• **Exercise details**
Reproduce the piece below about Marie Conley's death word for word, from its headline through its last sentence.

• **Document passage**
######

Fix system that failed her
Even before they buried his sister, even before the wake, Joe Finn decided he had to meet the guy who ran her over.
Marie Conley, Joe Finn's sister, died as she lived, selflessly, using a stiff arm, like a running back, to block a 10-year-old boy from walking into the path of the car that hit her outside the Mather School in Dorchester last October.
Marie Conley was a crossing guard and wore one of those bright yellow vests, but Anis Cazeau, the 86-year-old man who ran her down, told the cops he didn't see her. Then he said she backed into him. Then he said he would never drive again, and whatever you think about the first two things he said, that last one is indisputably true.
Marie Conley's son, Marine Lance Corporal Chris Conley, had been in Iraq for just a few weeks when he got the call: Get home, and get home fast.
"We kept Marie on life support until Chris got home," Joe Finn said.
When they told Rita Finn her daughter, her Marie, was hurt really bad, Rita Finn took it hard.
"We had to bring my mother to the hospital," Joe Finn said. "She was in Boston Medical Center in one building, and Marie was in the building next door. After Marie died, we walked next door to tell my mother. It was my mother's 88th birthday."
Joe Finn has been a firefighter for 25 years - he's a deputy chief now - and he knows what happens to families when people die suddenly. There's grief and, in some cases, there's anger.

######

• **Extracted records**
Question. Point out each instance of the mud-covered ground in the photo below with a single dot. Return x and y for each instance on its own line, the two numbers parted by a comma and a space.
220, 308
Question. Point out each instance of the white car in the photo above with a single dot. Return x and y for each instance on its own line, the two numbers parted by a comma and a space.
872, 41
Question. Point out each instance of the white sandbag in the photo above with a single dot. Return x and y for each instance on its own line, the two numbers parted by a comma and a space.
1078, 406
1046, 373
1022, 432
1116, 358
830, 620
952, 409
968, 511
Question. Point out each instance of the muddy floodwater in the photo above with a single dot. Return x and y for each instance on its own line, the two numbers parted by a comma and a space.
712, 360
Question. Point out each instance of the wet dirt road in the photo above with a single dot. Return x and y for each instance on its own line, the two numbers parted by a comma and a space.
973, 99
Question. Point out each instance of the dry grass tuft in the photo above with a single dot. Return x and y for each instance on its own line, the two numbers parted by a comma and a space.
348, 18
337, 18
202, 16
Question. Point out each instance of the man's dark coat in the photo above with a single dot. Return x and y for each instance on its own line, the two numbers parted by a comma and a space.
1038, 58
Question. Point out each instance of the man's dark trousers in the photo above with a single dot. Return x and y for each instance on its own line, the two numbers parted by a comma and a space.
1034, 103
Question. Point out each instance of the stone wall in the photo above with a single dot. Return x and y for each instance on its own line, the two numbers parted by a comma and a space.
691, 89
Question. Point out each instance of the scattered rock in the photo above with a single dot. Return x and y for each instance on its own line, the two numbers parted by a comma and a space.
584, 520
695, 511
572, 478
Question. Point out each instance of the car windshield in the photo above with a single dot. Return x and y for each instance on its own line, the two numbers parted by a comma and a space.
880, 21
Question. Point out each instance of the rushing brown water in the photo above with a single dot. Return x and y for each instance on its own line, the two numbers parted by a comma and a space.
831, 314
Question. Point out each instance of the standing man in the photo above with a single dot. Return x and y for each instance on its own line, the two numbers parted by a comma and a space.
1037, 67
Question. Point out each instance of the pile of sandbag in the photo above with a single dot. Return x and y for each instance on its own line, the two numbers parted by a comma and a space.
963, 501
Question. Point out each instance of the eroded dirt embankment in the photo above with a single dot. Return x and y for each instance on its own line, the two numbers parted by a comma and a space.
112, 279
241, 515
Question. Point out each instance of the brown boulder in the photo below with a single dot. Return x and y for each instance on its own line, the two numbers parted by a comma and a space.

######

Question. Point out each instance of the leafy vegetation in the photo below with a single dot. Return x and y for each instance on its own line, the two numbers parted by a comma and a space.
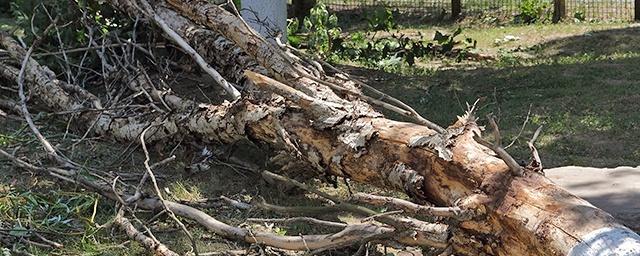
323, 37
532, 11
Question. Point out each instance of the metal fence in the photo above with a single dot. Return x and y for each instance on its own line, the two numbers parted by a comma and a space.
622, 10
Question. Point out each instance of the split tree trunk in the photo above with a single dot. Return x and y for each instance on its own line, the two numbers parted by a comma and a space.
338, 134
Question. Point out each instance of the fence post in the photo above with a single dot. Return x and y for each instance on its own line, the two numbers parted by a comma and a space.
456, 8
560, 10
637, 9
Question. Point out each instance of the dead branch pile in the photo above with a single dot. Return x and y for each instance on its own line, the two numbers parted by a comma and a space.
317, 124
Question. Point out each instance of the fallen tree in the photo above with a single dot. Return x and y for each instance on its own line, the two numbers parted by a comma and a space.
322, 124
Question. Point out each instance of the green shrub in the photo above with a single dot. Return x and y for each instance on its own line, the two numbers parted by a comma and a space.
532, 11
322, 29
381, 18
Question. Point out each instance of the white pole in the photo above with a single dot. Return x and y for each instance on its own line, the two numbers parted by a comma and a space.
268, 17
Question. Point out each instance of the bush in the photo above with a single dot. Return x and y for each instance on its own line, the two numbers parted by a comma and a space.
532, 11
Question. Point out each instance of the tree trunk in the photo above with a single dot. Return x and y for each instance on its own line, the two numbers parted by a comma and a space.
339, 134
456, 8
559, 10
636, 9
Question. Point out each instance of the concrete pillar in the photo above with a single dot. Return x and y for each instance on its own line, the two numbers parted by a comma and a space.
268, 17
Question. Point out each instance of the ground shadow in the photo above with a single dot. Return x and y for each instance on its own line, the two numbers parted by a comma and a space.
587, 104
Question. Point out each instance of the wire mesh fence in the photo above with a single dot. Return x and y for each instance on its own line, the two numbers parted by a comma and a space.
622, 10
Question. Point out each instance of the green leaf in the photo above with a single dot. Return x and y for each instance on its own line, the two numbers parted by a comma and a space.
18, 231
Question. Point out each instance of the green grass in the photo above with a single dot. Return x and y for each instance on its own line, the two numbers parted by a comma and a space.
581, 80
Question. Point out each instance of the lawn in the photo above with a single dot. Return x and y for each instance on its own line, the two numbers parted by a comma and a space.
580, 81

######

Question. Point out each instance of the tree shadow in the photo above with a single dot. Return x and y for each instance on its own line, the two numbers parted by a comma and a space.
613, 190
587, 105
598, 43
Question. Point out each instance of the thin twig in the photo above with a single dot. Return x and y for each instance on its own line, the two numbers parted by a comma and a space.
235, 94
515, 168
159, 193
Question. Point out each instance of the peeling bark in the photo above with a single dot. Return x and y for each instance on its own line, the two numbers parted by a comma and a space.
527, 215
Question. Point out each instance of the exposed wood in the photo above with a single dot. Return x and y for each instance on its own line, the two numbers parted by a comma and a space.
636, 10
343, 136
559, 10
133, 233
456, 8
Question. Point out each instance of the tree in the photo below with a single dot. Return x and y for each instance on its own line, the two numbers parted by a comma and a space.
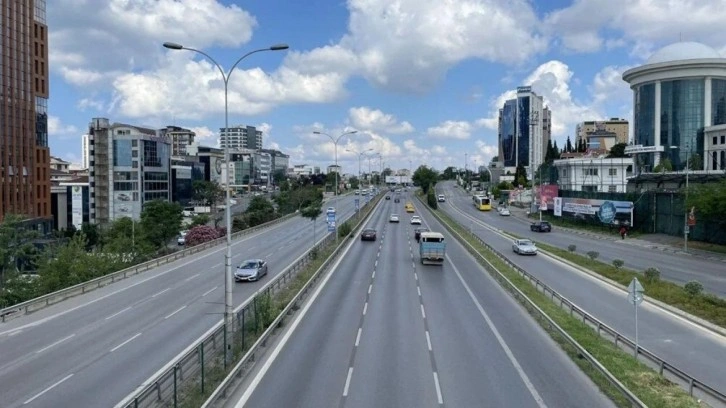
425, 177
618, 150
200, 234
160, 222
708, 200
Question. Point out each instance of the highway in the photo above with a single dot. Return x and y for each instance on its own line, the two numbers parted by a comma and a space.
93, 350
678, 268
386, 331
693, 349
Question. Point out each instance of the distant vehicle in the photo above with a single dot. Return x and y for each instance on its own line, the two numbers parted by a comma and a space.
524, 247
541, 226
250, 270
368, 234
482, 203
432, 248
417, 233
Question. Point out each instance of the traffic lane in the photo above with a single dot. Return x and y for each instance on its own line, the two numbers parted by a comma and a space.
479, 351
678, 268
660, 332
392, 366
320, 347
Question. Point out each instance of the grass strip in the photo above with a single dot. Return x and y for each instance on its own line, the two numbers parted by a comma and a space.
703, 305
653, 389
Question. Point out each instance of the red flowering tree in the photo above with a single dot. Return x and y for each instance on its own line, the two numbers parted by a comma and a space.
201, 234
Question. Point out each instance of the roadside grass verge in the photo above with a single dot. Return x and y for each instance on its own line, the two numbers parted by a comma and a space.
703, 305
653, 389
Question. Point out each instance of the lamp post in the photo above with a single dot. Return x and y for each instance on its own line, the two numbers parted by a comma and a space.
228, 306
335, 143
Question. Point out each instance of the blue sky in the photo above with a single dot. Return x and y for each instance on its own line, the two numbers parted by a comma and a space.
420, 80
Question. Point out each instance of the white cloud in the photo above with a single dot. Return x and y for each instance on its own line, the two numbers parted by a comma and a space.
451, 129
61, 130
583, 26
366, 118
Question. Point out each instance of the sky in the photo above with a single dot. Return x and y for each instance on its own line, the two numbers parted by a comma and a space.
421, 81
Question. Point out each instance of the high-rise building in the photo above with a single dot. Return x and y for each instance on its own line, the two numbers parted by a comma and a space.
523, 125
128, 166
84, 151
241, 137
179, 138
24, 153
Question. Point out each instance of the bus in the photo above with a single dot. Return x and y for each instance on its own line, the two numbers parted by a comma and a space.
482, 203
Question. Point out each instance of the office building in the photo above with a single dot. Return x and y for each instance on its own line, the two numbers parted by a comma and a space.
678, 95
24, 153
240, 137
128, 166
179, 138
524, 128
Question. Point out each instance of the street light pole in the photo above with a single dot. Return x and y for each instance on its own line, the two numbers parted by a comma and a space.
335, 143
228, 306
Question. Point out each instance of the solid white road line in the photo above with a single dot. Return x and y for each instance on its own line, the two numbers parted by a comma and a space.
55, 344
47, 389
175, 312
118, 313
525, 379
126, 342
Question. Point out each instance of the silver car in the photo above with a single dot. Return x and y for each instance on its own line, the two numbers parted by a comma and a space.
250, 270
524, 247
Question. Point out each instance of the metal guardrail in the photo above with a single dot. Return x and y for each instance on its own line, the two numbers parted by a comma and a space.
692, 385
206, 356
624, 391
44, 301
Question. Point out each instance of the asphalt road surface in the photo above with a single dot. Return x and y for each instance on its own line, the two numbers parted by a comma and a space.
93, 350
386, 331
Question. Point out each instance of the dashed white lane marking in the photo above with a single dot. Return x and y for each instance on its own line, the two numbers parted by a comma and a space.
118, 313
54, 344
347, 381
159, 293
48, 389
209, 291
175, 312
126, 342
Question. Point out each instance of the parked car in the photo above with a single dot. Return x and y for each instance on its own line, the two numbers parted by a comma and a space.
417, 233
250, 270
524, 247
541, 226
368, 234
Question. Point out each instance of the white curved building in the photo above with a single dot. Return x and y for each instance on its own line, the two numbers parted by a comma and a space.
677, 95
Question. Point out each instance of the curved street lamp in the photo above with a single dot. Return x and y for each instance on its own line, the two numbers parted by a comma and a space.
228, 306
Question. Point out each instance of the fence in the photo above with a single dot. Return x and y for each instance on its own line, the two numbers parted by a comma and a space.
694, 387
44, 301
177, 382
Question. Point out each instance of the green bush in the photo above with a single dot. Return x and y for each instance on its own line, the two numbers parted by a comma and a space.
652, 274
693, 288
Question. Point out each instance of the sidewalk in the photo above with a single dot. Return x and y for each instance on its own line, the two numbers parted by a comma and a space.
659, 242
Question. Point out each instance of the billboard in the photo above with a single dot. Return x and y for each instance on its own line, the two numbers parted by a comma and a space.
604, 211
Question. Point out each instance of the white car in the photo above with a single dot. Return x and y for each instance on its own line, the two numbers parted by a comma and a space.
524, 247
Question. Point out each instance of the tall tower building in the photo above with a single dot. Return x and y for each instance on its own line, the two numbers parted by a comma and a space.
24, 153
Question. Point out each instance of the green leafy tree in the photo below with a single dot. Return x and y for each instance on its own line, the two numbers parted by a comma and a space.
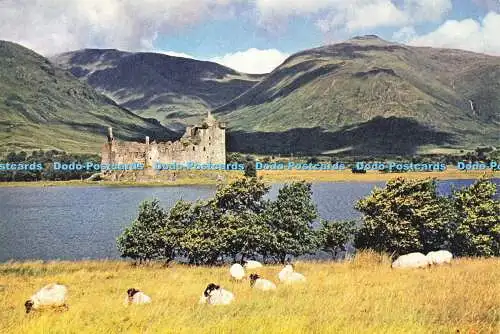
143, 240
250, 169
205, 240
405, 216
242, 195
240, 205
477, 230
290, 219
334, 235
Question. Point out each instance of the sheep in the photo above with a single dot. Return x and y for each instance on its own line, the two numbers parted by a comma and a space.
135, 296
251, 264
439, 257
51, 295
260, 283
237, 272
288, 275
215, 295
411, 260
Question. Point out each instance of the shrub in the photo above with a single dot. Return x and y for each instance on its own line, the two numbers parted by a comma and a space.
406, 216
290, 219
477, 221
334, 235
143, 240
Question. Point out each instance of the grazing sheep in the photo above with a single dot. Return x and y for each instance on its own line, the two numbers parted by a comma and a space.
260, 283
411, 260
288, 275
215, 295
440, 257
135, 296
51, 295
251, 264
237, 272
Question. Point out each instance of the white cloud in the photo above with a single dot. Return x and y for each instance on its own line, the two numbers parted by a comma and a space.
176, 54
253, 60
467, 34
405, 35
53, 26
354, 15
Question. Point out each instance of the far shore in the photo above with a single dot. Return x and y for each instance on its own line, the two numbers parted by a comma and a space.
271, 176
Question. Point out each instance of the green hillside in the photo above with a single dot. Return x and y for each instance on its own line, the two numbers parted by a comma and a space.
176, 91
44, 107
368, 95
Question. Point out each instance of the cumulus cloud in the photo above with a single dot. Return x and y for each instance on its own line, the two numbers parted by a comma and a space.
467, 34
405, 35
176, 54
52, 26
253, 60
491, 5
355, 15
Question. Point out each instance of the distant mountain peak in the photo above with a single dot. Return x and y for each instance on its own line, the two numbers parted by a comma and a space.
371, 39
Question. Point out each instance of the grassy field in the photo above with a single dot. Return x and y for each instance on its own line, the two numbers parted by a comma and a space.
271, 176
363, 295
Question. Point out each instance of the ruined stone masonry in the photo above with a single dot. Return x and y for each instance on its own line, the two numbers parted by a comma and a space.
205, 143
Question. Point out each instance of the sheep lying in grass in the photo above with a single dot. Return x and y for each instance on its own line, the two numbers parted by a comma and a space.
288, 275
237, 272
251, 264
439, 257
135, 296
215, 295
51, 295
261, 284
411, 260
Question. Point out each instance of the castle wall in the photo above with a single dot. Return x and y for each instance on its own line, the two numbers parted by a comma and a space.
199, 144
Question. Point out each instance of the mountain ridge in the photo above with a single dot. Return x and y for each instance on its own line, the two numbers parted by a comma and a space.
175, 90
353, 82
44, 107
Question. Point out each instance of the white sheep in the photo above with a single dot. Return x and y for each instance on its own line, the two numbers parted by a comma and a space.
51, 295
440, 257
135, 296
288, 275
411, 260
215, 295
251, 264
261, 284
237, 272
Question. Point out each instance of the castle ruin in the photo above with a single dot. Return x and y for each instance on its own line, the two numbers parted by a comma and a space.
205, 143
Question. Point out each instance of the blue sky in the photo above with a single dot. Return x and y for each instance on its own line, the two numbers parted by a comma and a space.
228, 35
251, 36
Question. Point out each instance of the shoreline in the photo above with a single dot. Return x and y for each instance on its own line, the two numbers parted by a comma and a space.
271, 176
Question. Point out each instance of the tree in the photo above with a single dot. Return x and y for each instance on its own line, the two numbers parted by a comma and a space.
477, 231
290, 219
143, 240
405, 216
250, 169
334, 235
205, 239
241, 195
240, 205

######

• **Answer for this exercise**
Fix system that failed her
Even before they buried his sister, even before the wake, Joe Finn decided he had to meet the guy who ran her over.
Marie Conley, Joe Finn's sister, died as she lived, selflessly, using a stiff arm, like a running back, to block a 10-year-old boy from walking into the path of the car that hit her outside the Mather School in Dorchester last October.
Marie Conley was a crossing guard and wore one of those bright yellow vests, but Anis Cazeau, the 86-year-old man who ran her down, told the cops he didn't see her. Then he said she backed into him. Then he said he would never drive again, and whatever you think about the first two things he said, that last one is indisputably true.
Marie Conley's son, Marine Lance Corporal Chris Conley, had been in Iraq for just a few weeks when he got the call: Get home, and get home fast.
"We kept Marie on life support until Chris got home," Joe Finn said.
When they told Rita Finn her daughter, her Marie, was hurt really bad, Rita Finn took it hard.
"We had to bring my mother to the hospital," Joe Finn said. "She was in Boston Medical Center in one building, and Marie was in the building next door. After Marie died, we walked next door to tell my mother. It was my mother's 88th birthday."
Joe Finn has been a firefighter for 25 years - he's a deputy chief now - and he knows what happens to families when people die suddenly. There's grief and, in some cases, there's anger.